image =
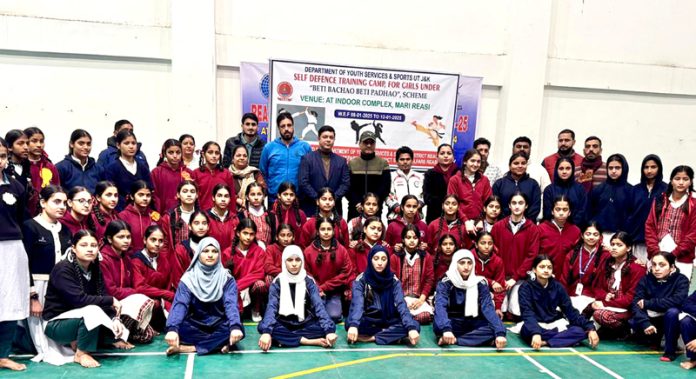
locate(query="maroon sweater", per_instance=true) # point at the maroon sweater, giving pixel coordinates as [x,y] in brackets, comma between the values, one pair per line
[516,250]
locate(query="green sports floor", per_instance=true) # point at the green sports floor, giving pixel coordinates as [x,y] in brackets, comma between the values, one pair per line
[427,360]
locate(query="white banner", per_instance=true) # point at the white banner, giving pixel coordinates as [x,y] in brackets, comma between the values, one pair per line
[403,108]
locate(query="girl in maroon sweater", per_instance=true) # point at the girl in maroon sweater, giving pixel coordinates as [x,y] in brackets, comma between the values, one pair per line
[180,257]
[328,263]
[287,209]
[167,176]
[78,216]
[446,246]
[490,266]
[222,221]
[414,268]
[326,207]
[245,261]
[106,195]
[471,187]
[274,253]
[517,242]
[558,236]
[152,275]
[211,173]
[117,269]
[409,216]
[581,266]
[448,223]
[175,222]
[615,285]
[139,213]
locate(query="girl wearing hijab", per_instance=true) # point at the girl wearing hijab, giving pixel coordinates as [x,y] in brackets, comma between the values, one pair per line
[295,314]
[204,316]
[464,311]
[378,312]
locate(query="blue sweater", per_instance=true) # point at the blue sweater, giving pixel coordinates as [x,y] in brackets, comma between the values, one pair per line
[540,304]
[206,317]
[281,163]
[365,306]
[450,302]
[117,173]
[506,186]
[72,174]
[658,296]
[314,310]
[311,178]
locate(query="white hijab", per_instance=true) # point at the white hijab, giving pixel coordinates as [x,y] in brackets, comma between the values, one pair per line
[470,285]
[286,306]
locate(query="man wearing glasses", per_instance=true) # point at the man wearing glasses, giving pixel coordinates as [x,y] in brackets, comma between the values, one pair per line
[249,137]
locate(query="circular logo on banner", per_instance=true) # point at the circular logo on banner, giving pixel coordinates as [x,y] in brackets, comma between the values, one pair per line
[264,86]
[284,90]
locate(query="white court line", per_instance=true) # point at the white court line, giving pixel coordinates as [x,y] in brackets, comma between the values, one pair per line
[598,365]
[189,366]
[538,365]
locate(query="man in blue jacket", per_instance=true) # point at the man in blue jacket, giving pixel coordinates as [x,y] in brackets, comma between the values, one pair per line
[280,159]
[323,168]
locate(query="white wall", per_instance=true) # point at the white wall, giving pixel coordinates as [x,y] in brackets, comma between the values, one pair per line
[624,70]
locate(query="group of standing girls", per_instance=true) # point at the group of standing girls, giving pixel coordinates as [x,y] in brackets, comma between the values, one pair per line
[119,254]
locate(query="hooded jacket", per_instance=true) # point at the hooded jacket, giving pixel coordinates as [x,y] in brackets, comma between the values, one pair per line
[643,199]
[611,202]
[572,190]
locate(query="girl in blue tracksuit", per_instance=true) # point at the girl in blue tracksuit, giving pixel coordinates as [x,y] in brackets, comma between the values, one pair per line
[464,311]
[544,324]
[378,312]
[295,314]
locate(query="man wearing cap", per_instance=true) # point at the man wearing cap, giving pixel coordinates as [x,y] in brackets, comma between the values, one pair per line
[323,168]
[368,173]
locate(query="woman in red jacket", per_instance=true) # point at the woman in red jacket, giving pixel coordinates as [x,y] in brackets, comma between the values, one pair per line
[222,221]
[167,176]
[328,263]
[151,275]
[138,213]
[117,270]
[671,224]
[516,239]
[471,187]
[414,268]
[490,266]
[245,261]
[557,237]
[448,223]
[615,285]
[211,173]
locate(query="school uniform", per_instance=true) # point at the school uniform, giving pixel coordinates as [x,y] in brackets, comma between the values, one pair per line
[471,193]
[564,327]
[309,232]
[557,242]
[367,313]
[332,275]
[165,181]
[118,174]
[506,186]
[450,303]
[206,180]
[222,228]
[435,182]
[395,228]
[660,298]
[138,222]
[72,173]
[516,249]
[289,330]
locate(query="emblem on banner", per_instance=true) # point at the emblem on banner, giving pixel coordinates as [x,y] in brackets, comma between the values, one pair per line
[284,90]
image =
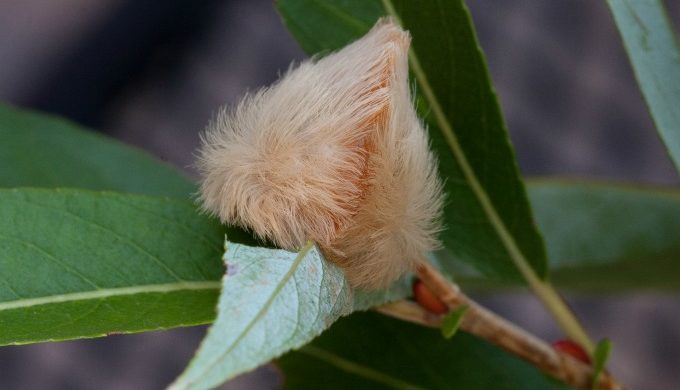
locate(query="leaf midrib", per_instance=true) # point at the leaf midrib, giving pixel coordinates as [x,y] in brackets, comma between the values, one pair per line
[108,293]
[263,310]
[446,129]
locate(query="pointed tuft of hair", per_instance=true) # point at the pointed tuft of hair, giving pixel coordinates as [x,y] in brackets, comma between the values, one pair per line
[332,152]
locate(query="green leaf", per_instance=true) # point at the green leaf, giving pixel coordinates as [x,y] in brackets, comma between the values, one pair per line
[603,236]
[600,357]
[451,322]
[654,52]
[38,150]
[488,220]
[369,351]
[77,263]
[272,301]
[606,236]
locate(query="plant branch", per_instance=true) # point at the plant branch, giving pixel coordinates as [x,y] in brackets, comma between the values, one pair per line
[483,323]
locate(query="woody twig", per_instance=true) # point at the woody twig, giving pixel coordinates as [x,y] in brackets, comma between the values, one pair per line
[484,324]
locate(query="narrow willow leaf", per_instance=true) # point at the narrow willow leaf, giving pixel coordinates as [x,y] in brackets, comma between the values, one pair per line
[451,322]
[272,301]
[369,351]
[605,236]
[77,263]
[38,150]
[600,357]
[488,220]
[653,49]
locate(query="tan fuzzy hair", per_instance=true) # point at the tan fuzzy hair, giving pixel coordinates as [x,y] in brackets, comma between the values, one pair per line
[332,152]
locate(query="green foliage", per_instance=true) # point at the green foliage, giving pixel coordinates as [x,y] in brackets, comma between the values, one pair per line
[653,48]
[451,322]
[488,220]
[39,150]
[608,237]
[600,356]
[77,263]
[80,263]
[268,292]
[369,351]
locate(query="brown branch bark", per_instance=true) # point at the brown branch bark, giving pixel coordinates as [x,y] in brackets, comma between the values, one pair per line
---*---
Directions: Wherever a picture appears in the data, please drop it and retype the rest exactly.

Worked solution:
image =
locate(query="maroon sweater", per_instance=true) # point at the maroon sweater, giving pixel coordinates as [x,y] in brackets, comma between the values, one pair per line
[516,250]
locate(query="green sports floor", per_instance=true) # point at the green sports floor, giving pixel coordinates as [x,y] in brackets, comma between the values, one pair per line
[427,360]
locate(query="white banner", per_instance=true) # point at the white banner, giving pixel coordinates as [x,y] in brackets, comma between the values, one pair per line
[403,108]
locate(query="girl in maroon sweater", per_instance=true) # point at the girl in maroon sweater, giving pixel coordinates as [x,y] in brackets, comma between the values, one pair per line
[180,257]
[328,263]
[287,209]
[167,176]
[78,216]
[446,246]
[490,266]
[222,221]
[414,268]
[326,207]
[245,261]
[106,195]
[471,187]
[274,253]
[517,242]
[558,236]
[152,275]
[211,173]
[117,269]
[409,216]
[581,266]
[448,223]
[175,222]
[615,285]
[139,213]
locate(query="girl wearing hijab", per_instance=true) # point at the girl wearing hijab, giving pixel coordinates as [x,y] in brackets, comma between the values, one pair per line
[295,314]
[204,316]
[464,311]
[378,312]
locate(query="blue sweater", per_instance=true) # point at the blue sweater, giving pixel coordinates as [x,y] in brackets, comma between the values, one pair per line
[540,304]
[206,317]
[281,163]
[365,306]
[450,302]
[117,173]
[506,186]
[72,174]
[658,296]
[314,310]
[311,178]
locate(query="white hijab", per_instance=true) # point at the white hijab, giving pixel coordinates as [x,y] in brackets, comma between the values, one pair per line
[470,285]
[286,306]
locate(query="man wearing glasses", per_instance=true) # point at the man wearing glasses, giving pixel coordinates as [x,y] in brackets, comma between the values, one pair per line
[249,137]
locate(query="circular logo on banner", per_instance=true) # point at the circular logo on banner, giving pixel coordinates as [x,y] in brackets, comma between the values, one pair per line
[264,86]
[284,90]
locate(query="white court line", per_instance=true) # point at the white court line, giving pixel coordinates as [x,y] in brackets, comma between the values, one pair per line
[598,365]
[189,366]
[538,365]
locate(query="man in blue jacket", per_instance=true) # point at the man in blue jacket, giving pixel coordinates as [x,y] in brackets, comma between the values, one pair per line
[280,159]
[323,168]
locate(query="white wall", per_instance=true) # point at the white wall, giving pixel coordinates as [x,y] in brackets, comma between the values, one pair per line
[624,70]
locate(query="group of standing girls", per_instance=true) # point at the group of standing girls, giving pixel coordinates as [x,y] in brackets, comma between the values, one pair per line
[119,254]
locate(query="hooded jacket", per_instance=true) # point at the hooded jacket, giving pixel coordinates as [x,y] in brackets, comma between the values, one pair per line
[643,199]
[611,202]
[572,190]
locate(query="girl in blue tracksuit", per_instance=true) # point at the girl in blue tracksuit, giving pixel coordinates as [x,y] in brackets, comma between the values, one pair per line
[464,311]
[544,324]
[378,312]
[295,314]
locate(query="man wearing cap", per_instance=true) # point at the man wearing cap, giving pixel coordinates as [x,y] in brackets, comma between the values, one pair per line
[323,168]
[368,173]
locate(query="woman in red jacket", per_instance=true) # point at the woman in red jacket, giving pixel coordinates as [x,y] in brackets, comma between the values, one pair per line
[222,221]
[167,176]
[328,263]
[151,275]
[138,213]
[117,270]
[671,224]
[516,239]
[471,187]
[414,268]
[490,266]
[245,261]
[557,237]
[448,223]
[615,285]
[211,173]
locate(query="school uniform", per_instance=true) # point at the school uniform, giving pixel coordinates as [x,y] in brackets, comma between the values, one pair per line
[471,193]
[564,327]
[309,232]
[557,242]
[367,313]
[332,275]
[165,181]
[118,174]
[506,186]
[450,303]
[206,180]
[222,228]
[435,182]
[395,228]
[660,298]
[138,222]
[72,173]
[516,249]
[289,330]
locate(query="emblem on banner", per_instance=true) # point at the emblem on banner, giving pixel coordinates as [x,y] in brackets, comma between the values, one pair per line
[284,90]
image =
locate(query="leaf midrib", per_instance=true) # point at the leaf midrib, giving pixel coordinates as [x,y] in brackets, comma between the values, one pair per line
[108,293]
[263,310]
[446,129]
locate(query="pointed tuft of hair", per_instance=true) # point at the pointed tuft of hair, giving pixel coordinates as [x,y] in brackets, comma between the values, one pair per line
[332,152]
locate(query="green leaf", per_instance=true) # point at the green leaf, giving pixel coordinates as [x,y] in brackets, comma between the values, one pair per line
[603,236]
[600,357]
[451,322]
[654,52]
[38,150]
[488,220]
[369,351]
[77,263]
[272,301]
[606,236]
locate(query="plant branch", per_instance=true) # point at the plant branch, giving pixel coordinates as [x,y] in brackets, comma between the values, one pair per line
[483,323]
locate(query="woody twig", per_instance=true) # point at the woody twig, giving pixel coordinates as [x,y] in brackets, comma between the values, one pair per line
[484,324]
locate(query="narrow willow leaf", per_instance=true) # point at the narrow willow leaf, giving pixel coordinates as [x,y] in brackets, comma between the values, one pair per line
[451,322]
[272,301]
[369,351]
[605,236]
[77,263]
[38,150]
[600,357]
[488,220]
[653,49]
locate(query="tan fuzzy hair", per_instance=true) # point at the tan fuzzy hair, giving pixel coordinates as [x,y] in brackets, comma between the values, one pair per line
[332,152]
locate(query="green foliage", per_instance=true) # point at the green foliage, giving pixel coordinates as [x,y] in brackets, comma between the values, one pair per line
[653,48]
[451,322]
[488,220]
[39,150]
[608,237]
[600,356]
[77,263]
[80,263]
[268,292]
[369,351]
locate(query="brown branch bark", per_instance=true) # point at the brown branch bark, giving pixel coordinates as [x,y] in brackets, comma between the values, one pair per line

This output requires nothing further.